WHAT IS BEING ASKED
Render the entries from the line containing "One keypoint belongs to every instance. Tag the white text" through the end of the entries, inclusive, as a two-column CSV with the columns instruction and keypoints. Give one row per entry, with its text and its answer each in one quoted field, line breaks turned into spaces, and leave the pictures out.

*** DATA EXCERPTS

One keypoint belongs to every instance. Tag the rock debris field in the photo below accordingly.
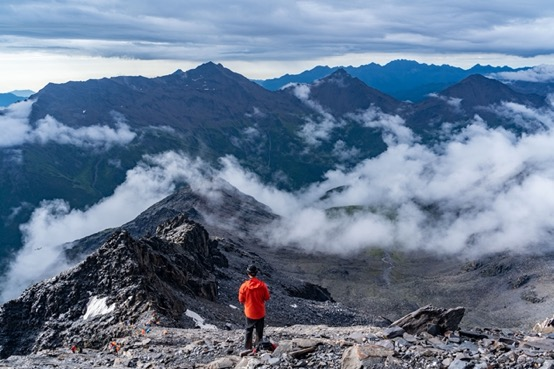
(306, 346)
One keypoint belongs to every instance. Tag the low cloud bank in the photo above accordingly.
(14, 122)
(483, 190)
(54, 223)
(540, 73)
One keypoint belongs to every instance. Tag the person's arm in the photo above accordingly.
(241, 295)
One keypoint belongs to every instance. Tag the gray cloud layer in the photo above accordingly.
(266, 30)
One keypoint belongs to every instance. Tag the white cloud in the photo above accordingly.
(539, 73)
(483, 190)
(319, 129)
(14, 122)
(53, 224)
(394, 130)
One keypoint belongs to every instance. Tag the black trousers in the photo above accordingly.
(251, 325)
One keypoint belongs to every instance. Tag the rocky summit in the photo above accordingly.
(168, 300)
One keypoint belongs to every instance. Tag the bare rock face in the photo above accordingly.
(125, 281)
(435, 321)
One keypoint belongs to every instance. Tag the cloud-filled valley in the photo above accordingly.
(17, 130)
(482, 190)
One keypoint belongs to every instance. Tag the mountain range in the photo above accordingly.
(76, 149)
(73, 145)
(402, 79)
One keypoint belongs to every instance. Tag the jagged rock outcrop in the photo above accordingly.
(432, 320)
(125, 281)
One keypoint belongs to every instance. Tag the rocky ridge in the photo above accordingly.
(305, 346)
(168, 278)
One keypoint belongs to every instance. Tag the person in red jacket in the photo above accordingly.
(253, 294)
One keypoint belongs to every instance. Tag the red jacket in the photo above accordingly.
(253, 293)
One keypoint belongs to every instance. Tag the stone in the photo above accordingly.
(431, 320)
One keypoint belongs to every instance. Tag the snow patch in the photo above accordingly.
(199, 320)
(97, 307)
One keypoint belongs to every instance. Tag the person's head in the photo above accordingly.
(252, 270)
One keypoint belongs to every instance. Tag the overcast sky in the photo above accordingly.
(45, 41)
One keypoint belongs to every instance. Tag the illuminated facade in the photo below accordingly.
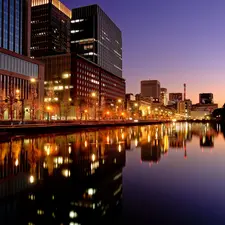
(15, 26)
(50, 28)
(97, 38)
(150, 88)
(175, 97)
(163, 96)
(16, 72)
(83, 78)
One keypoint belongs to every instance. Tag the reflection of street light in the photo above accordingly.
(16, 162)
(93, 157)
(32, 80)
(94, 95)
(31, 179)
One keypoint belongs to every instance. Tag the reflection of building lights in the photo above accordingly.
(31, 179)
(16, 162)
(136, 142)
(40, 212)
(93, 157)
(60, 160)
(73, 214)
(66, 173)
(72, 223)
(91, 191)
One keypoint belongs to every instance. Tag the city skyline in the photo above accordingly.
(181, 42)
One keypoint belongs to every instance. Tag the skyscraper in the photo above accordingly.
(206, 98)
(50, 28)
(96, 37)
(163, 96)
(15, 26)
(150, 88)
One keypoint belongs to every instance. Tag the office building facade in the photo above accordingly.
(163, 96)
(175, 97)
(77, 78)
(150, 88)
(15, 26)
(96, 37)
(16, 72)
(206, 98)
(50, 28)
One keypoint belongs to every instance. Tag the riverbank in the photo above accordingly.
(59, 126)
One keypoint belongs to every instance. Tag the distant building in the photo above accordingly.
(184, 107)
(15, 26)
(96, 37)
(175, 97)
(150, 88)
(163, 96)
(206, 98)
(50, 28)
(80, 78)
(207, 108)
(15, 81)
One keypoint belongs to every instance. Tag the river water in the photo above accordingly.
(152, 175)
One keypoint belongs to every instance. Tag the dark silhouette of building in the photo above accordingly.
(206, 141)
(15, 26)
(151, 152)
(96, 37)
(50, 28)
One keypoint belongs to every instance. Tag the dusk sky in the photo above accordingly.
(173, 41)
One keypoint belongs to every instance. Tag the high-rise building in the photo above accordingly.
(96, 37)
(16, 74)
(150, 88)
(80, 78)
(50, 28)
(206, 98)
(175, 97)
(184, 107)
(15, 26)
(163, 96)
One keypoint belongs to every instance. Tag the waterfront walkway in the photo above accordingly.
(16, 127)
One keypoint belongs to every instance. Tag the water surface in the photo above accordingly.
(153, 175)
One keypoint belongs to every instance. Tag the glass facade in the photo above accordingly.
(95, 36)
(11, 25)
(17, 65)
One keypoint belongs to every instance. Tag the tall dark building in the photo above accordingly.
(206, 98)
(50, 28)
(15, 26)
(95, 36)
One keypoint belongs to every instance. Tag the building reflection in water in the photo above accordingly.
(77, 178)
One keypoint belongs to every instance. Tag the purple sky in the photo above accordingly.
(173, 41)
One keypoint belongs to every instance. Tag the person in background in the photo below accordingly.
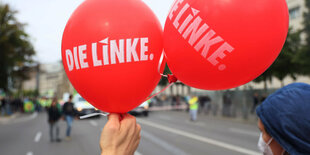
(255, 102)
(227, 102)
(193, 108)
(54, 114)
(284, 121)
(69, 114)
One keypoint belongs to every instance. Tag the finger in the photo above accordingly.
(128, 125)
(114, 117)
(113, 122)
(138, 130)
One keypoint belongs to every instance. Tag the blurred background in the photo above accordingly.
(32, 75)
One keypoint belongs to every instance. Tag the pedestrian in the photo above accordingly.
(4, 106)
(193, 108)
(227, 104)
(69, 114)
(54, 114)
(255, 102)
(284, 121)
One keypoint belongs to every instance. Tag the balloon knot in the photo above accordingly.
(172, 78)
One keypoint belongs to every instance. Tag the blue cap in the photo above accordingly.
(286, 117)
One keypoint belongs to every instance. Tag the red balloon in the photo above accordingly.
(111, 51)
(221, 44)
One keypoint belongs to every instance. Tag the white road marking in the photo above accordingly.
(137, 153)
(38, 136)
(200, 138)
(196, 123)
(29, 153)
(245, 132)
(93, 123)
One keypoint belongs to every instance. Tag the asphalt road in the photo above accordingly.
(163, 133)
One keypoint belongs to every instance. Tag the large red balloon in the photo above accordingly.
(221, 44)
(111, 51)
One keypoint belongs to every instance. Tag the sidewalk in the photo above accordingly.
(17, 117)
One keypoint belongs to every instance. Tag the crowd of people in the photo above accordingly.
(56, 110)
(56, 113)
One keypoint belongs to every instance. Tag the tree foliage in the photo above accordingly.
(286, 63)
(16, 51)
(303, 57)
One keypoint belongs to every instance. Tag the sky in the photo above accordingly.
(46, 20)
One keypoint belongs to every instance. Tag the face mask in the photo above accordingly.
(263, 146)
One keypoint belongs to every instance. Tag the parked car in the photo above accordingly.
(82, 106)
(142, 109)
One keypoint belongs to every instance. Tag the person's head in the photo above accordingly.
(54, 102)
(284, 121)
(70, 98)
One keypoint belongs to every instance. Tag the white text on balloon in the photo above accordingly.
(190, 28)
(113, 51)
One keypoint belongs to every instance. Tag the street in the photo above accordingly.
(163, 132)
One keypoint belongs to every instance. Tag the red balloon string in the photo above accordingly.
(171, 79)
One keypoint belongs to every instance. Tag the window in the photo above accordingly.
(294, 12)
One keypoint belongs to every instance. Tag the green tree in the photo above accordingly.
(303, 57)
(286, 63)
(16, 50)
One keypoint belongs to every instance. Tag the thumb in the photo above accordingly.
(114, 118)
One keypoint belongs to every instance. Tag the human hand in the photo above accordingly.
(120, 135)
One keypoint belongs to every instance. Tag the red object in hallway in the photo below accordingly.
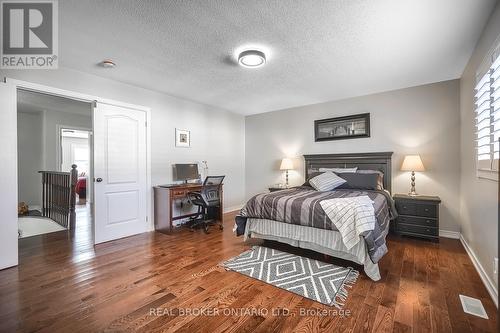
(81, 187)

******

TASK ANSWER
instruction,keypoints
"One keypoint belongs to every instance. Tag the white text on balloon in the photo above accordingly.","(190, 28) (113, 51)"
"One keypoint belongs to every instance. Tag the street in the photo above accordingly.","(163, 132)"
"One keypoint belongs to every instance. Tag the red balloon string in the photo above accordingly.","(171, 79)"
"One keypoint belongs to every instance. Tag the window in the photo above accordingly.","(294, 12)"
"One keypoint belongs to every instance. Tag the green tree in the photo above accordingly.","(303, 57) (286, 63) (16, 50)"
"One keypoint belongs to every instance. Tag the thumb in the photo above accordingly.","(114, 118)"
"One keypoint belongs to every instance. Tag the human hand in the photo above accordingly.","(120, 135)"
"One keypoint belongs to every instance. Tag the red object in hallway in the photo below accordingly.","(81, 187)"